Exercise input:

▬▬▬▬▬▬

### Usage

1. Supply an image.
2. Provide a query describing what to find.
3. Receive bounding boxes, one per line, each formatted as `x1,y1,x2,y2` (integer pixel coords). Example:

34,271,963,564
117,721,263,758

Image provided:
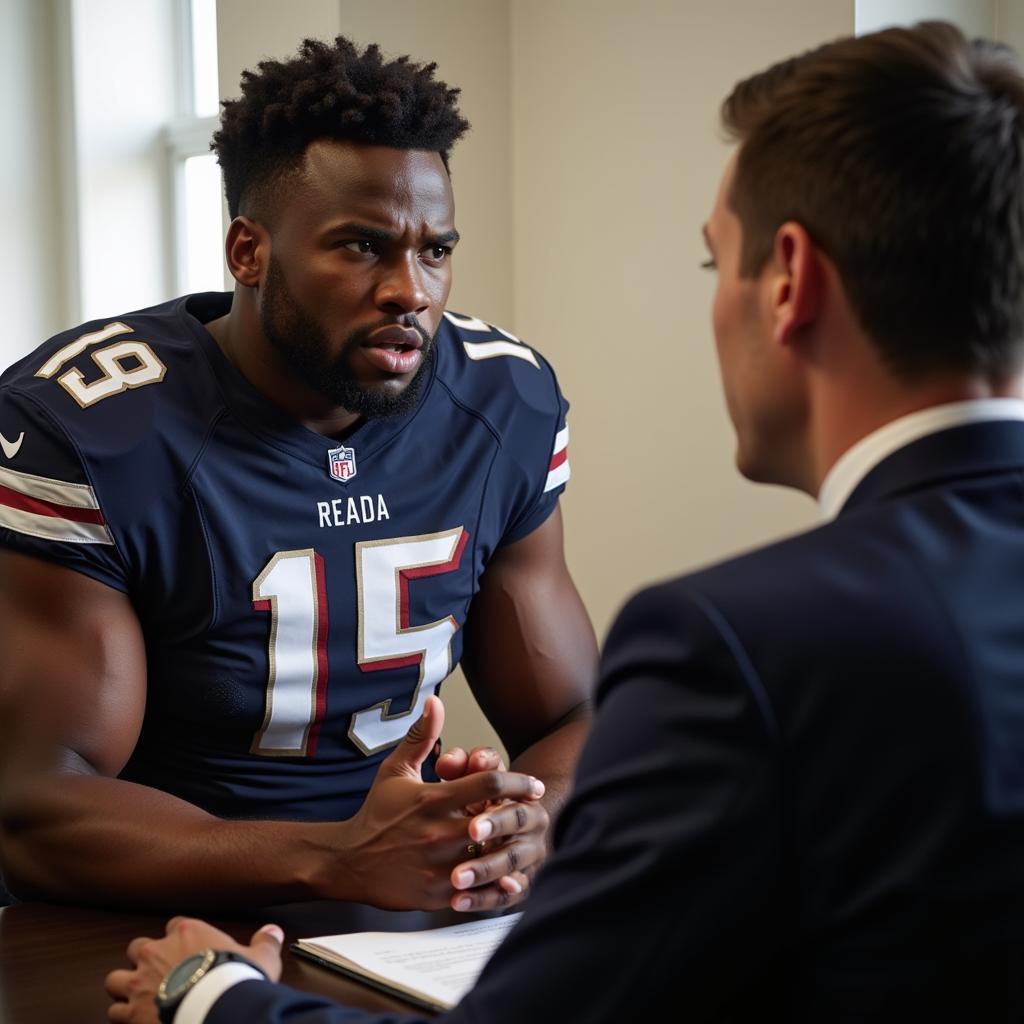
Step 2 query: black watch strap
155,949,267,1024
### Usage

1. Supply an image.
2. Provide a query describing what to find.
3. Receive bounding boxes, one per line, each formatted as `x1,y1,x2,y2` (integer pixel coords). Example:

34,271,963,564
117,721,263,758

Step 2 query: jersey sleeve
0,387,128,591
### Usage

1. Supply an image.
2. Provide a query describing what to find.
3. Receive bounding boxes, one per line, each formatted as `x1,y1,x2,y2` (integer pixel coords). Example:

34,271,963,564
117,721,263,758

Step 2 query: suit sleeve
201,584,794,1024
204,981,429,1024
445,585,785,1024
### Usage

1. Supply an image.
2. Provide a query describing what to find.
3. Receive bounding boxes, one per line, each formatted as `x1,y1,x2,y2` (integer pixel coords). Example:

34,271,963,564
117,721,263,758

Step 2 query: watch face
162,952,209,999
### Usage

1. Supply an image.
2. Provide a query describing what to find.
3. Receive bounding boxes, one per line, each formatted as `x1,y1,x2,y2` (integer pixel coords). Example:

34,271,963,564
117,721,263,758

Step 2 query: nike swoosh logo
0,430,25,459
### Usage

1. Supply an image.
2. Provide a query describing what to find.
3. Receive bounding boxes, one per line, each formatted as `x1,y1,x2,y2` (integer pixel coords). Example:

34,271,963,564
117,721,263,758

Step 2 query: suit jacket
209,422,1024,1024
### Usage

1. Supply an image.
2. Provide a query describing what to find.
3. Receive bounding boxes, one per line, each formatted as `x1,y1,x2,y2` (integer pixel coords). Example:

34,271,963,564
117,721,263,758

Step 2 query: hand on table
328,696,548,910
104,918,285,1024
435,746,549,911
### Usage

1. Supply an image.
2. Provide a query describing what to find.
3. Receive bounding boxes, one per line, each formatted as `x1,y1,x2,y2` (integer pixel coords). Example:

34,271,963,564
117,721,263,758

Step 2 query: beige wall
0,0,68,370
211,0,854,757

▬▬▬▬▬▬

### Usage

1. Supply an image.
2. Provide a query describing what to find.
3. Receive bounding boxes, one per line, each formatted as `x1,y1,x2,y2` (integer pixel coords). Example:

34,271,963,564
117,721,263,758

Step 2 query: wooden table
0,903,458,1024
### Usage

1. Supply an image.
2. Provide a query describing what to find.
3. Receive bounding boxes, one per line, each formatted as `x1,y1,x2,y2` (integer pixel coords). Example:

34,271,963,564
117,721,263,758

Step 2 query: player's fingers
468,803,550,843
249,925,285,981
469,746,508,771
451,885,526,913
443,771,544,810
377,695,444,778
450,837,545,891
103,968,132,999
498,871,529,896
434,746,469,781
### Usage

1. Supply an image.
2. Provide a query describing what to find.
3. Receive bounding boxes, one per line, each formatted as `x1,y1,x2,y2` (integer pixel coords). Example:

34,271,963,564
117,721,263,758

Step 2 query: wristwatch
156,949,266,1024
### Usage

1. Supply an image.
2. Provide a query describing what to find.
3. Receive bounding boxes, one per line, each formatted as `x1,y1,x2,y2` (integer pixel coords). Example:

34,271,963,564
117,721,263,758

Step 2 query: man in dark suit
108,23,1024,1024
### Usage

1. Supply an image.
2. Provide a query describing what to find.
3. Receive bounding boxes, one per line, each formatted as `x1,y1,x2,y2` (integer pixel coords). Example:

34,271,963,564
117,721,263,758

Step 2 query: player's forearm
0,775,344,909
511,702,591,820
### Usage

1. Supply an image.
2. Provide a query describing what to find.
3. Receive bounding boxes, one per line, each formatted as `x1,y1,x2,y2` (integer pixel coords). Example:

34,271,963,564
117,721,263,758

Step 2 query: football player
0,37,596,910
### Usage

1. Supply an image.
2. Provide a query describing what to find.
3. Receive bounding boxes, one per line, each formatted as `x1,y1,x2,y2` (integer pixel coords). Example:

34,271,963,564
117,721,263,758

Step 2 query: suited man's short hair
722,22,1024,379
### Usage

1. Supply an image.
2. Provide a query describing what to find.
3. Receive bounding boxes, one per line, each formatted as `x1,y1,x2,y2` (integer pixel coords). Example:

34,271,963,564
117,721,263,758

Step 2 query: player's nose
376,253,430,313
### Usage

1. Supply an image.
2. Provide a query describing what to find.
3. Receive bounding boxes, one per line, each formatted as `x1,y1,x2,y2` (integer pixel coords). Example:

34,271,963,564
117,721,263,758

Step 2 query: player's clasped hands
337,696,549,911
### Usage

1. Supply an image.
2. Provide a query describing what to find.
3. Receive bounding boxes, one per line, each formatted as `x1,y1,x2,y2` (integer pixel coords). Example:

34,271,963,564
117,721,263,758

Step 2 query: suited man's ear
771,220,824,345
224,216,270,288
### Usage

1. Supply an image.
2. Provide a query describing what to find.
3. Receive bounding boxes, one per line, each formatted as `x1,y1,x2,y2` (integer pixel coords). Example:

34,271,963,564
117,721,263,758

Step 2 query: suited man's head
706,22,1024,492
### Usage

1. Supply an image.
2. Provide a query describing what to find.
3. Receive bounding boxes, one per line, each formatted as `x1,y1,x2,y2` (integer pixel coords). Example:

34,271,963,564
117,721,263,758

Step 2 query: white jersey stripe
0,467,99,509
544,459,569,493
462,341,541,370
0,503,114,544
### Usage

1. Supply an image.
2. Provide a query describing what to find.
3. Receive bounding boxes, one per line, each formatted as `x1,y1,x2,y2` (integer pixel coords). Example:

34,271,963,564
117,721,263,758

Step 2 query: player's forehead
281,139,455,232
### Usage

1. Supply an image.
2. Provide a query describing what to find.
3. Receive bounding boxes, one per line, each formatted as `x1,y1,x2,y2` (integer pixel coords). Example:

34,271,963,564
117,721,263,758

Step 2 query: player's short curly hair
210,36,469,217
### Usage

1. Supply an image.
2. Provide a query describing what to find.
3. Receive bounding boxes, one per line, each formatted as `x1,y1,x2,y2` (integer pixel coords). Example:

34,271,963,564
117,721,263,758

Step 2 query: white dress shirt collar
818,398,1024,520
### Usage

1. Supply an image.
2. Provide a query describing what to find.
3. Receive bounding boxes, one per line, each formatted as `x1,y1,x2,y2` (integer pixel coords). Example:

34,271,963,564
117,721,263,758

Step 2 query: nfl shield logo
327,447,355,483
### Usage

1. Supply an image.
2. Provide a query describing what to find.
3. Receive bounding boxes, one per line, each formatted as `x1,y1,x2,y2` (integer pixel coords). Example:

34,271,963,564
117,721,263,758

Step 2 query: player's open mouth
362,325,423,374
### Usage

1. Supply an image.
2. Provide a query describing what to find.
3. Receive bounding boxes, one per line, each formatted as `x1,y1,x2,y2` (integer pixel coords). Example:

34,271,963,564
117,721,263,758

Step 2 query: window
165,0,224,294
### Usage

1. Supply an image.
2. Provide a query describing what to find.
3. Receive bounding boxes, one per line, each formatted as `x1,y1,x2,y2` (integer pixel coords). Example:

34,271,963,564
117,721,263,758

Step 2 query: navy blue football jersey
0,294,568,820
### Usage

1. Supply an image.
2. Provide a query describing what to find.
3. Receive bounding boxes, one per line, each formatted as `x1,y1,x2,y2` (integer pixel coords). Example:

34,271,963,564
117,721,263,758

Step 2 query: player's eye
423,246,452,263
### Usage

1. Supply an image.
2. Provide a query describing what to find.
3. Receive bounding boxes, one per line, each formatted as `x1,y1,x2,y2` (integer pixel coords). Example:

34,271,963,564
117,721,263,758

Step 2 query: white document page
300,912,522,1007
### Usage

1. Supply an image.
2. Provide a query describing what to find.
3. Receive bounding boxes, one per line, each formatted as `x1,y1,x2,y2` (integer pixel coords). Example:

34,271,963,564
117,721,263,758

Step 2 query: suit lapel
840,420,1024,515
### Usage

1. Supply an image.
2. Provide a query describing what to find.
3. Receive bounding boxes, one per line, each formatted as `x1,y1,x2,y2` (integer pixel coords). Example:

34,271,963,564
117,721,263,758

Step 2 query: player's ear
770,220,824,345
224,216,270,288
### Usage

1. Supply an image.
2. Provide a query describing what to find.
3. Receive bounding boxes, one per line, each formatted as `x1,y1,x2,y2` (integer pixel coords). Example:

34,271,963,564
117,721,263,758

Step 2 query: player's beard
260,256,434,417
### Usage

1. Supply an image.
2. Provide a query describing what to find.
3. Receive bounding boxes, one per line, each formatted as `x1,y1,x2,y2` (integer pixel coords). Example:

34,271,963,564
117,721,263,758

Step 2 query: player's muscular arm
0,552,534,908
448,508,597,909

▬▬▬▬▬▬

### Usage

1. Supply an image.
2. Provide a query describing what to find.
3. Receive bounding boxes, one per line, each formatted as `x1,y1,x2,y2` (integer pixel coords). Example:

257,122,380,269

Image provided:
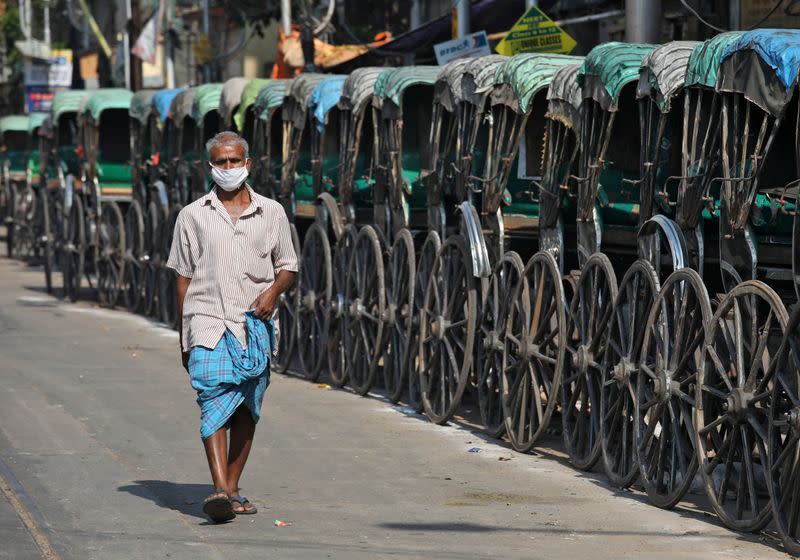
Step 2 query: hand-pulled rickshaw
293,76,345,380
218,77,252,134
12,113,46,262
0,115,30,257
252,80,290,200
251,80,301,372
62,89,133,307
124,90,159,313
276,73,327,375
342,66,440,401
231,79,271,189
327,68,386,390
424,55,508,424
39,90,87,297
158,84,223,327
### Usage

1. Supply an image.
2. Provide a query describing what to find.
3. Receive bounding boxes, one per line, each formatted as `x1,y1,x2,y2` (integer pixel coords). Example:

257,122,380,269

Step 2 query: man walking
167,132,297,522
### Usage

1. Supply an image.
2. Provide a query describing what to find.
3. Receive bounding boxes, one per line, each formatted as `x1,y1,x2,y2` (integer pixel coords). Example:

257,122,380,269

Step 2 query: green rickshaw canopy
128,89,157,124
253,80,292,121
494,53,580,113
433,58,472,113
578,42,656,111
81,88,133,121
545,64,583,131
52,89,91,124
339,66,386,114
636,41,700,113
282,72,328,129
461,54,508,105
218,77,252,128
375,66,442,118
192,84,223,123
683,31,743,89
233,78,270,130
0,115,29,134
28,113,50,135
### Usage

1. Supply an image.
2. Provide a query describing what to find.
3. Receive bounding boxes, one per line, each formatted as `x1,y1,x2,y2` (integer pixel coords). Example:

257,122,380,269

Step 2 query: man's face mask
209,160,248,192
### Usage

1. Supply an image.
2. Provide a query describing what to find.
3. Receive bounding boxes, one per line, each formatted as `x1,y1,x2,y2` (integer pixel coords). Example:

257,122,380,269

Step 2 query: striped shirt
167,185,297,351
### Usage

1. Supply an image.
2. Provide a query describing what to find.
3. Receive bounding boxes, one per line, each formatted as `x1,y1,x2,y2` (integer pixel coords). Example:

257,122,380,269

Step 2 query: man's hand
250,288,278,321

▬▬▬▬▬▬

Exercise description: How many lines in the items above contain the string "player"? Reply with the number alone.

Problem solution: 12